What is needed → Repeat each line exactly, leaving nothing out.

>> BEGIN Dataset extract

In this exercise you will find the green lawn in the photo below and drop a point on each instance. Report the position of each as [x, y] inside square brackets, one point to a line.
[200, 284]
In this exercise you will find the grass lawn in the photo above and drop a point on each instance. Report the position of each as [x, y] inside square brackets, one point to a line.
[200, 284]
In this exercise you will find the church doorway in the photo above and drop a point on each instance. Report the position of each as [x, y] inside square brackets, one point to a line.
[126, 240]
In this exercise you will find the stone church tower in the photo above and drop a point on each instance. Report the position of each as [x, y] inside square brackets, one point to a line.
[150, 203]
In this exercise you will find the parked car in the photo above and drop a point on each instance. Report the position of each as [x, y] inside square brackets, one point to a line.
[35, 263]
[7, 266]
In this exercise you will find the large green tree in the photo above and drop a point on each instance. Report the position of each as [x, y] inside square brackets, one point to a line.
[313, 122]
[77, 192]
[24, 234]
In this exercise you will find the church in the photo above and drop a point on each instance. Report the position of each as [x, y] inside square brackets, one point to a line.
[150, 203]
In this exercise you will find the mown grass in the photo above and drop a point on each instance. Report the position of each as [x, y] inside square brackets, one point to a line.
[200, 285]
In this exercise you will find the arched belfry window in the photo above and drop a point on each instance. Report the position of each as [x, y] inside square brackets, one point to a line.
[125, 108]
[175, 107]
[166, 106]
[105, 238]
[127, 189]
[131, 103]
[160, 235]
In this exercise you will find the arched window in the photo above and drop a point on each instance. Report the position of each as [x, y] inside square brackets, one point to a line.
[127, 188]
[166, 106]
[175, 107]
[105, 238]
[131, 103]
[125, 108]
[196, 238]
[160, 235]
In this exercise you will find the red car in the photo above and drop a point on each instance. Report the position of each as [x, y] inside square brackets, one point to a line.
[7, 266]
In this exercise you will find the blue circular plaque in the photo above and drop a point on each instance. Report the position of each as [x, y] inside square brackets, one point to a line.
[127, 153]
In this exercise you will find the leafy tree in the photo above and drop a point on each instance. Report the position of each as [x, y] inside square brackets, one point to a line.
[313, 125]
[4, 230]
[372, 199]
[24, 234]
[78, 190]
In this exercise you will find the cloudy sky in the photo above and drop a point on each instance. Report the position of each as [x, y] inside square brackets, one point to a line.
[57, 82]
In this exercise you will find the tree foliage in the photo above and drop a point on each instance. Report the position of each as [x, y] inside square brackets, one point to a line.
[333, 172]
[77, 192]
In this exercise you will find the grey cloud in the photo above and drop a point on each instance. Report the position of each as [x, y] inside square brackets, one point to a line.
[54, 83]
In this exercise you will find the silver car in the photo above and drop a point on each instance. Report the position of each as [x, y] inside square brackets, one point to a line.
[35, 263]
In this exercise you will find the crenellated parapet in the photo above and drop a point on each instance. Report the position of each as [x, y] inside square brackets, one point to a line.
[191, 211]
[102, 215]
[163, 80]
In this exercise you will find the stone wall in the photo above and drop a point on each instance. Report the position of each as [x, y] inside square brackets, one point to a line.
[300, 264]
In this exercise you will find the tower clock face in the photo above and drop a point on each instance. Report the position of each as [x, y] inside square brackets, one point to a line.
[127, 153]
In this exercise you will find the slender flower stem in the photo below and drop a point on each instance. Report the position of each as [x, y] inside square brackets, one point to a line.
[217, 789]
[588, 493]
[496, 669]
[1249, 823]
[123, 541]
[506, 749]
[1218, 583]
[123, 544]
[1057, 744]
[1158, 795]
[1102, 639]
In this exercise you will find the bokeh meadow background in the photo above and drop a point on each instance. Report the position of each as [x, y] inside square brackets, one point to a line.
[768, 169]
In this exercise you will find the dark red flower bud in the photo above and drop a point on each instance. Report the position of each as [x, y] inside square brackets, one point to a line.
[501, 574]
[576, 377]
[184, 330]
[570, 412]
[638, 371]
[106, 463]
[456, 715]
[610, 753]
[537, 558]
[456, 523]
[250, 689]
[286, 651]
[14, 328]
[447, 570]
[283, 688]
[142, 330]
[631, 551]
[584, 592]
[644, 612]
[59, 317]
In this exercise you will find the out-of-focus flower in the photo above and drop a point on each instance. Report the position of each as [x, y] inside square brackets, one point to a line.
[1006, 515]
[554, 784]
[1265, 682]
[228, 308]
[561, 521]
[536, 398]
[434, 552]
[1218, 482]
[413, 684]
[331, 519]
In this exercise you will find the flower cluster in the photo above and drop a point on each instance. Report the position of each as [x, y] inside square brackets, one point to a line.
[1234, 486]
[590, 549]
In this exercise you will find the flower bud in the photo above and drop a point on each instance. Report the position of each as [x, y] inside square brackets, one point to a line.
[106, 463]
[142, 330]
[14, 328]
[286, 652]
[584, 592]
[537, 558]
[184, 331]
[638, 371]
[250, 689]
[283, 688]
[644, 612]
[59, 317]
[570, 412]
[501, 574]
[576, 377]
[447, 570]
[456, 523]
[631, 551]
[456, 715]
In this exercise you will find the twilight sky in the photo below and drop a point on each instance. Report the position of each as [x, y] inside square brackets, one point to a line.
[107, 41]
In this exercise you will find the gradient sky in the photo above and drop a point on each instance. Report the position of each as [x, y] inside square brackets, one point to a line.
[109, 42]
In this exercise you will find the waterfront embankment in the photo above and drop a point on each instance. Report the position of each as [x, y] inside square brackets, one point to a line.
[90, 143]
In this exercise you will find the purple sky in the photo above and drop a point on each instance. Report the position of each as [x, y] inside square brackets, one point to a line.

>> END Dataset extract

The answer →
In this exercise you will find the green lawn in the photo below and drop a point on each instance. Report the position of each as [x, y] inside square brackets, one point to a line.
[200, 284]
In this exercise you will find the grass lawn in the photo above and drop a point on each instance. Report the position of each as [x, y] inside square brackets, one point to a line.
[200, 284]
In this exercise you will find the church doorway in the photo above and drop a point on each instance. Report the position of each as [x, y] inside square brackets, one point to a line.
[126, 240]
In this exercise you will find the stone church tower in the photo above and drop a point on each instance. Report the position of each as [x, y] inside square brackets, one point to a line.
[150, 203]
In this exercise you will find the parked car in the photo above and drop a point on each instance. Report the position of each as [x, y] inside square brackets, one point to a line.
[35, 263]
[7, 266]
In this exercise you will find the large green tree in the photo above and drop a point on each instance. Report the position of each as [x, y] inside square brackets, one point to a line.
[313, 122]
[77, 192]
[24, 234]
In this exercise you will find the church in the photo above and drop a point on each instance. Report the position of each as [x, y] inside square brackets, one point to a line.
[150, 203]
In this exercise you will find the mown grass in the photo above and drop a point on each instance. Report the position of each as [x, y] inside square brackets, one point to a line.
[200, 285]
In this exercise you will find the arched belfry window in the photo above and drop a point on each instance. Report the position of each as [x, y] inside square brackets, one point to a line.
[125, 108]
[175, 107]
[166, 106]
[105, 238]
[127, 189]
[131, 103]
[160, 235]
In this exercise you will find the arched window in the photo above and drop a point on each instance. Report the position of each as [x, y] inside square brackets, one point to a line.
[127, 188]
[166, 106]
[175, 107]
[105, 238]
[131, 103]
[125, 108]
[196, 238]
[160, 235]
In this exercise you will find the red car in the photo above and drop a point on each instance. Report the position of each as [x, y] inside square brackets, one point to a line.
[7, 266]
In this exercise you will find the blue circular plaque in the photo above and drop a point on each instance. Report the position of each as [x, y] inside square brackets, one point to a line.
[127, 153]
In this exercise you will find the leafy tree in the photo above and drop a point on each instance. Report the position of each as [x, y] inside square brackets, one point to a line.
[313, 125]
[4, 230]
[372, 199]
[24, 234]
[78, 190]
In this exercise you will find the cloudy sky in the photo above and drop a point on each instance. Report the position of each as [x, y] inside square brackets, one point to a line.
[57, 82]
In this exercise you will find the tree foliage in the photo above and drop a point on each instance. Report the position of each as [x, y] inside square brackets, one point to a line.
[333, 172]
[77, 192]
In this exercise you will find the grey cloud in the photo above and drop a point on each instance. Report the position of each as [x, y] inside square brackets, one point to a line.
[54, 83]
In this exercise you will find the silver car in the photo above and drop a point on each instance. Report the position of each as [x, y] inside square brackets, one point to a line.
[35, 263]
In this exercise you will find the crenellated parapet in the photo above and drop a point on each instance. Report the position of each as [x, y] inside square brackets, one point to a line.
[191, 211]
[102, 215]
[163, 80]
In this exercise you will find the stone wall in the photo above and drop a point on each instance. Report the position of each as [x, y] inside square brackets, one point to a line.
[300, 264]
In this exercise you will find the tower clock face in the photo above and drop a point on each instance. Report the position of each as [x, y] inside square brackets, one point to a line.
[127, 153]
In this exercise you will find the slender flower stem in the photo below and drop a point on each instance. Report the position of each as [x, y] inside square brackets, one point to a line.
[217, 789]
[588, 493]
[496, 669]
[1249, 823]
[123, 541]
[506, 749]
[1218, 583]
[123, 544]
[1057, 744]
[1158, 795]
[1102, 639]
In this exercise you will find the bokeh meadow background in the photo above and drop a point on each instance. Report the position of each as [x, y] inside square brackets, one point to a line.
[768, 169]
In this exercise you will find the dark red flower bud in the photo above and drop a point on each instance. Report the position of each as [x, y] inside square brackets, one point to a line.
[501, 574]
[576, 377]
[184, 330]
[570, 412]
[638, 371]
[106, 463]
[456, 715]
[610, 753]
[537, 558]
[456, 523]
[250, 689]
[286, 651]
[14, 328]
[447, 570]
[283, 688]
[142, 330]
[631, 551]
[584, 592]
[644, 612]
[59, 317]
In this exercise you will find the out-of-focus flower in the photo above and drop a point on each instance. Report the position of each as [x, y] inside square brackets, one point to a line.
[1006, 515]
[554, 784]
[1265, 682]
[228, 308]
[561, 521]
[536, 398]
[434, 552]
[1218, 482]
[413, 684]
[331, 519]
In this exercise you will find the flower cluster in the photo above and drop a point on each instance. Report the position of each as [x, y] inside square brackets, one point to a line.
[1234, 486]
[590, 549]
In this exercise you will find the flower bud in the photo above and drop a point on each instance. Report the position of each as [x, y] inside square brackets, one point to a line.
[106, 463]
[142, 330]
[14, 328]
[286, 652]
[584, 592]
[537, 558]
[184, 331]
[638, 371]
[250, 689]
[283, 688]
[644, 612]
[59, 317]
[570, 412]
[501, 574]
[576, 377]
[447, 570]
[456, 523]
[631, 551]
[456, 715]
In this exercise you will find the twilight sky in the photo below and drop a point on each instance. Report the position of each as [x, y] inside square brackets, one point to a line.
[107, 41]
In this exercise you will find the gradient sky in the photo above and drop a point on each instance. Report the position of each as [x, y] inside square brackets, one point to a line.
[109, 42]
In this exercise you will find the waterfront embankment in the photo above and drop a point on each instance. Report the position of each as [x, y] inside square brackets, one point to a line.
[90, 143]
In this exercise you will find the purple sky in the photo above and drop a point on each instance. Report the position of each as [x, y] inside square brackets, one point to a line.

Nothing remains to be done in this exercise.